Assigned task:
Go through the data and report each line that holds the string "tight".

··· Extracted entries

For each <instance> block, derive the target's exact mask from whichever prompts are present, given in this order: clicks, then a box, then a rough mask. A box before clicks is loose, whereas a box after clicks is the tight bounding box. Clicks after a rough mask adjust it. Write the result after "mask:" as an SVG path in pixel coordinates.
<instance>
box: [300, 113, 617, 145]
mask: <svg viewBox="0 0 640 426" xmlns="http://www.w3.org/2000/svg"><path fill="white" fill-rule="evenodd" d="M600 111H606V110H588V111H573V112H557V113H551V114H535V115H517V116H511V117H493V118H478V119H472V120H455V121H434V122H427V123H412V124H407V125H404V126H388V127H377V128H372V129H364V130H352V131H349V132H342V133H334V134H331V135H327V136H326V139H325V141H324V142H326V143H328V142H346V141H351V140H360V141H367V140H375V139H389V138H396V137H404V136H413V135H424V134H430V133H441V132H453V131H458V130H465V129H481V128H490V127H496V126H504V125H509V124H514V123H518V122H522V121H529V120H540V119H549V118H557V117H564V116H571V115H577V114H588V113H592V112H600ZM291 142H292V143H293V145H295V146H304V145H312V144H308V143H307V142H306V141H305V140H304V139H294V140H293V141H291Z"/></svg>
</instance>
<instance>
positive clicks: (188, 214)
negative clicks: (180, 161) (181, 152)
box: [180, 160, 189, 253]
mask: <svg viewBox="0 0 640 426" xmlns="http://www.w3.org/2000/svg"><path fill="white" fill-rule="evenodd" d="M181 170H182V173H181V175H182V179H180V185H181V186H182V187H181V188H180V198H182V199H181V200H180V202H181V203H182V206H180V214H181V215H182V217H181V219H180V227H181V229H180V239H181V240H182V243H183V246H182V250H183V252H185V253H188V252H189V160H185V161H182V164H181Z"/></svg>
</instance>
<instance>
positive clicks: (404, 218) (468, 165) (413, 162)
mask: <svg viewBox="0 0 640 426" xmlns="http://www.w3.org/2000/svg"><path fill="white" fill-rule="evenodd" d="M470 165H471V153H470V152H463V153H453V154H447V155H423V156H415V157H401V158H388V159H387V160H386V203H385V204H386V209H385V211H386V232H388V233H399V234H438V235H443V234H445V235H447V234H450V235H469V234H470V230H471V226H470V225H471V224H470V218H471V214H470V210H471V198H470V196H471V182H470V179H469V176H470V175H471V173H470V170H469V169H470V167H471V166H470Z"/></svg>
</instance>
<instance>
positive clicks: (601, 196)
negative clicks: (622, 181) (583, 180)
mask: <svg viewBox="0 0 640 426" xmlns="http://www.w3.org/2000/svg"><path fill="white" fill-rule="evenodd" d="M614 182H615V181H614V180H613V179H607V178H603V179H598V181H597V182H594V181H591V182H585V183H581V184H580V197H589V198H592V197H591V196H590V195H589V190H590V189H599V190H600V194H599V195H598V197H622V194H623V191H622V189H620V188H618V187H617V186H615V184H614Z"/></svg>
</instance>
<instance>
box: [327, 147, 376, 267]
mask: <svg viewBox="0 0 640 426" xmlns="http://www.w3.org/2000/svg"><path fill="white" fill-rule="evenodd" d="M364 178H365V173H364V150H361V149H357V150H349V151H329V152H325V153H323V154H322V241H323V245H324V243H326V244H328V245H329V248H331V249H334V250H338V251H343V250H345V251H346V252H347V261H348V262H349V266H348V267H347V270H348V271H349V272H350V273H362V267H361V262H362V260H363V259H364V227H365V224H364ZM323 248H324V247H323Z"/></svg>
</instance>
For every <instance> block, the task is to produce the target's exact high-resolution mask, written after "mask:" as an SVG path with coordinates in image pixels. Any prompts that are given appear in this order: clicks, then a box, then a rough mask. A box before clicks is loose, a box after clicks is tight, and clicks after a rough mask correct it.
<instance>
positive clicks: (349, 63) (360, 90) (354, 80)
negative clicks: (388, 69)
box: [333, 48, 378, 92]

······

Exercise response:
For each <instance> block, derive the target's exact mask from whichever prompts are present, given in this order: clicks, then a box, then a rough mask. A box before clicks is loose, whereas a box after clicks is the tight bounding box. Clicks after a rough mask adjust it. Write the result after "mask:" as an SVG path in pixel coordinates.
For every <instance> block, the task is to produce the target's exact high-resolution mask, written after "mask:" as an SVG path with coordinates in image pixels. Any prompts that are given appear in this order: clicks, then a box, then a rough mask. A box before clicks is loose, a box after clicks is tight, and clicks after a rough mask correct it.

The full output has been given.